**Task to complete:** Your task is to transcribe the entries below exactly, beginning with the line containing "Note: pick out each instance of the man's ear" and ending with the final line, and to add nothing else.
* Begin Given records *
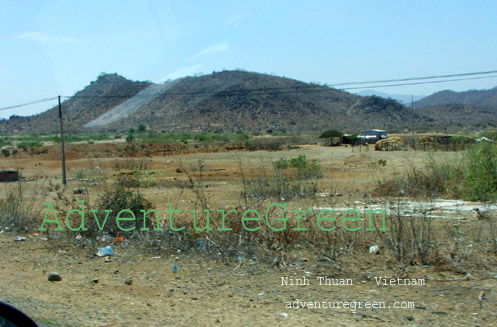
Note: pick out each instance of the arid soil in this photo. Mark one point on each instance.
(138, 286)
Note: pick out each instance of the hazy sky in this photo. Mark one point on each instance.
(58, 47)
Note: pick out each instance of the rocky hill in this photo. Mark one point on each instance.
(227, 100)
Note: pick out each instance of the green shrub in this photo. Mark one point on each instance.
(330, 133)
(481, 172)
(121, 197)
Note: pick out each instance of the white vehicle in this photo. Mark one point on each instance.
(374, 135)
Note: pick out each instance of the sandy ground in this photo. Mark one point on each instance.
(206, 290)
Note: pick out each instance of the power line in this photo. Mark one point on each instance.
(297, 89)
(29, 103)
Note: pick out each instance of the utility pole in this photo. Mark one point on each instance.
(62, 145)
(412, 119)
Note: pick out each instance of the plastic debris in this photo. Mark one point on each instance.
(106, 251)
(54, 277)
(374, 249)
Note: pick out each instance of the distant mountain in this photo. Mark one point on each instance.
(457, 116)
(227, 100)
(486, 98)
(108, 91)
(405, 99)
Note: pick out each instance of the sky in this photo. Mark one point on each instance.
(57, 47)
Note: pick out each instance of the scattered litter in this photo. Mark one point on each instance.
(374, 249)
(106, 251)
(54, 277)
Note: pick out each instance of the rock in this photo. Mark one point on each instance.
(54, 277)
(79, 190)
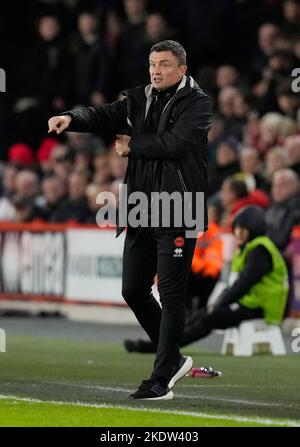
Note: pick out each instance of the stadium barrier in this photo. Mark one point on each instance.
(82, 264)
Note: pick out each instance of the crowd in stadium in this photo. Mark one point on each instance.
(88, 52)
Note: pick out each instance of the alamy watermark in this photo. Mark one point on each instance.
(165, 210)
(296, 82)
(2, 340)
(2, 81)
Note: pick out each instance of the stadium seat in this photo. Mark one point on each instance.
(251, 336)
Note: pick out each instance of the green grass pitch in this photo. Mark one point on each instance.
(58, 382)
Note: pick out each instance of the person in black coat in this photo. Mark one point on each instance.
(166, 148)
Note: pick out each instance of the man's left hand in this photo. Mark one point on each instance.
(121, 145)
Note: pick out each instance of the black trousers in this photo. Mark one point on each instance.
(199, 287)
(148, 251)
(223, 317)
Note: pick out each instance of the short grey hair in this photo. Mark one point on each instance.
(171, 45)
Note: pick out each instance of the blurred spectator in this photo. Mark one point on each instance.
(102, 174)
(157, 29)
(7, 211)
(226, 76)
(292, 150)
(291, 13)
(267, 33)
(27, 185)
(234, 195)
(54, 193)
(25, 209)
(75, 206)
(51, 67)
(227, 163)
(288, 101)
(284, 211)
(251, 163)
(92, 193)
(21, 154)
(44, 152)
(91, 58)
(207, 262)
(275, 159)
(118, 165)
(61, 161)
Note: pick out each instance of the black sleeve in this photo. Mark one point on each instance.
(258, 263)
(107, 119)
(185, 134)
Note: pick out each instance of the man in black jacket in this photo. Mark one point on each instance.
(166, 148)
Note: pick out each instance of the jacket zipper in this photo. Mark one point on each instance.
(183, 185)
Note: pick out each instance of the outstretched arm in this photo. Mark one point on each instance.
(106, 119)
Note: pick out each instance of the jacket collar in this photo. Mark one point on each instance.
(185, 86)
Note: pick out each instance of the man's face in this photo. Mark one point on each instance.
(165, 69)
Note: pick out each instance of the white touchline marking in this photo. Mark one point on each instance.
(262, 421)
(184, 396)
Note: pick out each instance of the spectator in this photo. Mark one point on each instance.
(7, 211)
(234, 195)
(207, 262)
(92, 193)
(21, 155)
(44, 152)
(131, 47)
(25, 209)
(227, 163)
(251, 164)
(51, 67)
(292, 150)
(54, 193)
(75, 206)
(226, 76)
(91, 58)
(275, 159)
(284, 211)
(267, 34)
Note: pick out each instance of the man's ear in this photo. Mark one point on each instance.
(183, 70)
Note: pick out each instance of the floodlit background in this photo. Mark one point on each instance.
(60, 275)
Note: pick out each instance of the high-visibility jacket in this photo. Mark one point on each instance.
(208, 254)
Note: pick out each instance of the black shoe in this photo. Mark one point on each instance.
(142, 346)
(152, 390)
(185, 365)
* End Given records *
**Answer for the task:**
Note: pick out each instance of the man's ear in this photo. Mark one point on each instance.
(183, 70)
Note: pick out each instance of the floodlit background in this photo. Mark one point on each instance.
(60, 275)
Note: pick out each instance of the high-visibility jacket in this photo. Mark one point on each instance.
(208, 254)
Note: pick out each instance of the black shoe in this photo. Mark one point on each instance.
(142, 346)
(152, 390)
(185, 365)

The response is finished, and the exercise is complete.